The answer must consist of each line below that holds the word "water", copied as it stands.

• **Photo-based referring expression data**:
━━━━━━━━

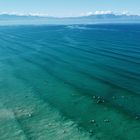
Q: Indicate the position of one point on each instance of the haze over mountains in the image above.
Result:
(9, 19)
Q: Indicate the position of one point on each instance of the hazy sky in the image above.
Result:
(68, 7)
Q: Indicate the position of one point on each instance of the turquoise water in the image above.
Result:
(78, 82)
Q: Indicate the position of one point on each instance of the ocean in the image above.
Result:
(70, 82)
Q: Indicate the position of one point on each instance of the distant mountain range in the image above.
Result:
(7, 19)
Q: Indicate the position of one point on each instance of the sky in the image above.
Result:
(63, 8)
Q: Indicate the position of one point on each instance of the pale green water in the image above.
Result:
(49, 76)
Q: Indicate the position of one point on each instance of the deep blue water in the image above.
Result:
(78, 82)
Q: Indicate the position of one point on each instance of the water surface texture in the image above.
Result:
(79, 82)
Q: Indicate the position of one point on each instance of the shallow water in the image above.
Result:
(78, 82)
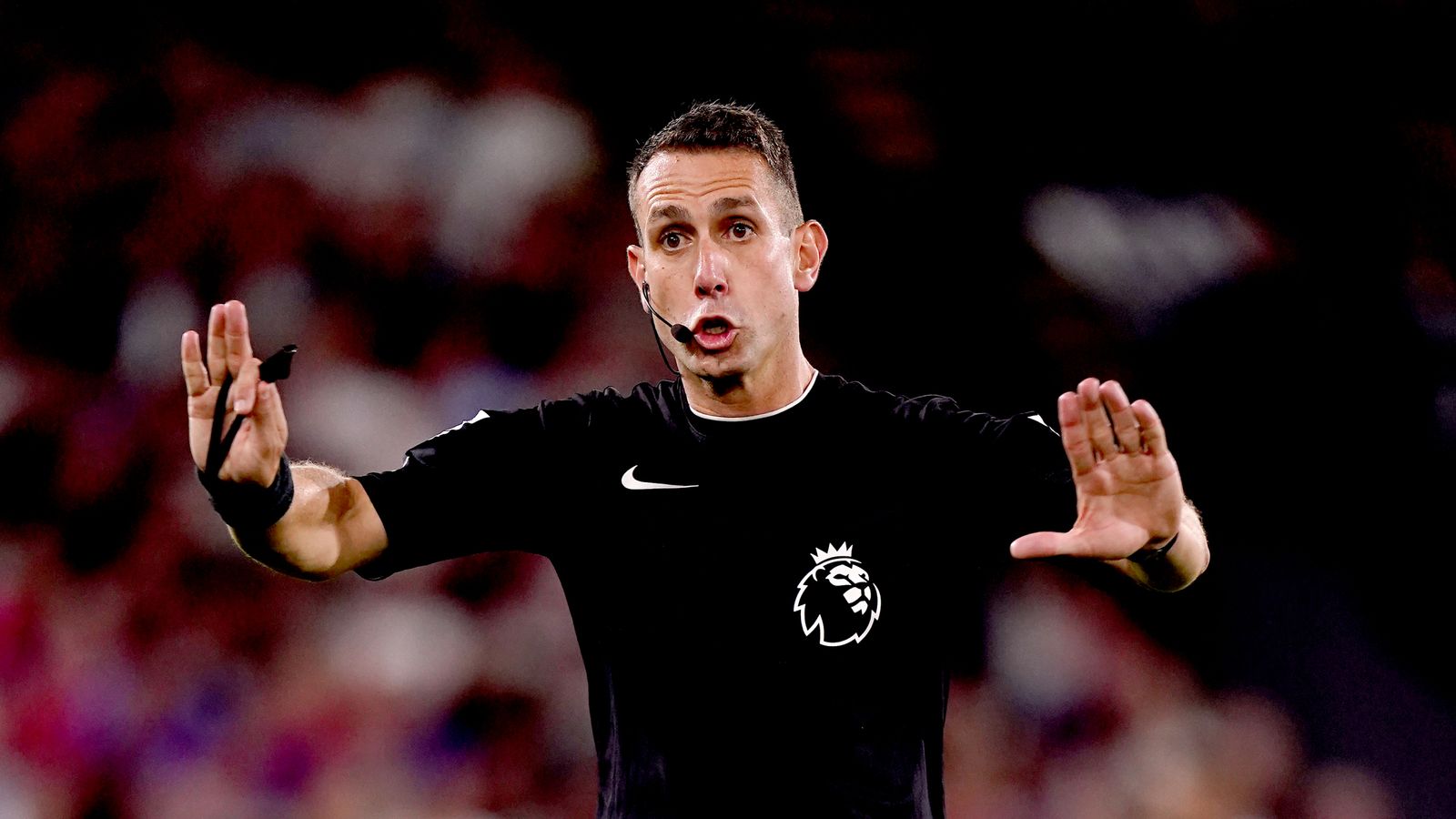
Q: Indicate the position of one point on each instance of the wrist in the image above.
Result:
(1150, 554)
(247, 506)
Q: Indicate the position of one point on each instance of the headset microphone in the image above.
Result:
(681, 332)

━━━━━━━━

• **The answer**:
Q: Indicate the position of one point on each instance of the turquoise water in the image above.
Q: Indicate the position of one point on each instance of the pale green water in the image above.
Q: Indicate the position of one point on each instance of the deep blue water in the image above.
Q: Indicate the position of one point on each instance of the water surface texture in the image above.
Q: Indicate the position of one point on each instance of the shallow water in the image above.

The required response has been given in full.